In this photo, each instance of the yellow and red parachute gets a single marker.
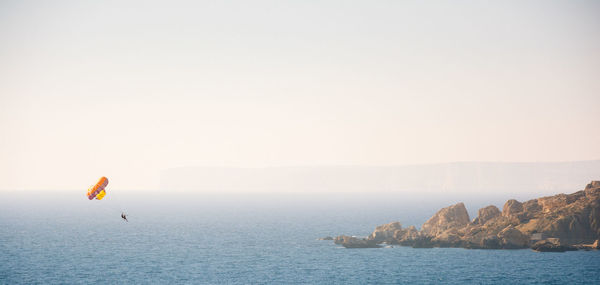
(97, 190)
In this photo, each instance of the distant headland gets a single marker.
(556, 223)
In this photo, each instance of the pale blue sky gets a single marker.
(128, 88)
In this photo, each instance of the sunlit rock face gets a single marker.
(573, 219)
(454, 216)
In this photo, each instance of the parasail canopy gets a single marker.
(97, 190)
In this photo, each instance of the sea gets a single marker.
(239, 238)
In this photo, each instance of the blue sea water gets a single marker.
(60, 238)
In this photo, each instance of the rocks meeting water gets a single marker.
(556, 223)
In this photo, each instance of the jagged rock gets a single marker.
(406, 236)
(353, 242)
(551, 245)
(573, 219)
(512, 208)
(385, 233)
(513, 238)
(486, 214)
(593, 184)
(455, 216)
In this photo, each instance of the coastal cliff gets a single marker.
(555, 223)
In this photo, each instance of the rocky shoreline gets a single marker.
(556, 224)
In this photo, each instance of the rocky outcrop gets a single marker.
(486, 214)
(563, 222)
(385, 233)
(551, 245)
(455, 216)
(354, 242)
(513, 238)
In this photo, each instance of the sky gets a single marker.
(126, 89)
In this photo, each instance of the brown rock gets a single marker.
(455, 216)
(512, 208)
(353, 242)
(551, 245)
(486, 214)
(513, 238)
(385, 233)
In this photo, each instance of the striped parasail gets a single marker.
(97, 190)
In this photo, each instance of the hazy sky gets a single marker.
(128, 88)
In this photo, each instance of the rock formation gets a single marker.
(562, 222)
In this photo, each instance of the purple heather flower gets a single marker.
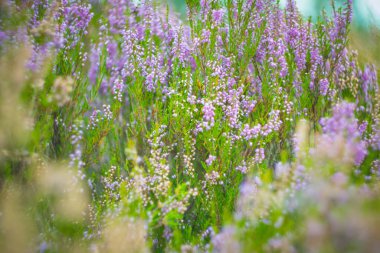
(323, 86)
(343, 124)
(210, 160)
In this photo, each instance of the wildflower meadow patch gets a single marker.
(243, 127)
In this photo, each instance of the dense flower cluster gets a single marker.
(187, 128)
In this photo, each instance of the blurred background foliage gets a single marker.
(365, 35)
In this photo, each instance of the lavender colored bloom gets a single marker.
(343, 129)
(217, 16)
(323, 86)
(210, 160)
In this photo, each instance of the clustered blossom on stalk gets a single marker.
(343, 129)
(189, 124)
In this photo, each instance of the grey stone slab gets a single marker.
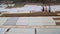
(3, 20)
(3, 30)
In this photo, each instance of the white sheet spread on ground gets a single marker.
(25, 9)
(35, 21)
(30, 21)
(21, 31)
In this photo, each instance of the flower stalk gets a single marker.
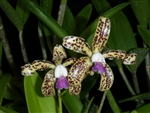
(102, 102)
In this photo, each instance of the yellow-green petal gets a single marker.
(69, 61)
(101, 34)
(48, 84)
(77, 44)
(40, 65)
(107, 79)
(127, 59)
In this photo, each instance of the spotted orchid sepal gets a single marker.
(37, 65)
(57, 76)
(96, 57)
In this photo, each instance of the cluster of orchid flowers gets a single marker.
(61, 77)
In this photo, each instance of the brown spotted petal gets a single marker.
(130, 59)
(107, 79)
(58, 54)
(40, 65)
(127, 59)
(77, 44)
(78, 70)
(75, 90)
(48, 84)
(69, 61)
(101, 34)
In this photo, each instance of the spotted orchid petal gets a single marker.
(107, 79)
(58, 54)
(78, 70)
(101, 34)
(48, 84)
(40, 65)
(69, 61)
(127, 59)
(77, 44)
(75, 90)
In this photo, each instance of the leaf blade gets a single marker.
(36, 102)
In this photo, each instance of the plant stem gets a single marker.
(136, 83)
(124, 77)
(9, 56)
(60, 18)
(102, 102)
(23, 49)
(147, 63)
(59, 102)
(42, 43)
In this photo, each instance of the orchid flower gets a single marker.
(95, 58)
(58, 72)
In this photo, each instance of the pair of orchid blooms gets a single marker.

- Brief
Rewrite the listing from the line containing "In this photo, each instance of the cluster of" through the end of the listing, inclusive, changing "petal" to "tepal" and leaving everything else as it is. Give only those lines.

- Problem solution
In this photo, each instance of the cluster of orchid flowers gets a single marker.
(61, 77)
In this photo, each instance of the brown spotted tepal gets a single marker.
(130, 59)
(107, 79)
(58, 54)
(40, 65)
(127, 59)
(77, 44)
(78, 70)
(75, 90)
(48, 84)
(69, 61)
(101, 34)
In this photo, each instance of the spotted orchid tepal gets a single marker.
(107, 79)
(58, 54)
(78, 70)
(101, 34)
(48, 84)
(40, 65)
(69, 61)
(127, 59)
(77, 44)
(75, 90)
In this photo, each instance of the leaf blade gets a single marker.
(36, 102)
In this photo, each instance of the plant stem gets a single marker.
(136, 83)
(124, 77)
(9, 56)
(60, 18)
(102, 102)
(23, 49)
(147, 63)
(59, 102)
(42, 43)
In this photo, each instance of the orchid flower gets a single marker.
(95, 58)
(58, 72)
In this photo, each instance of the pair of orchid blooms gets a single marker.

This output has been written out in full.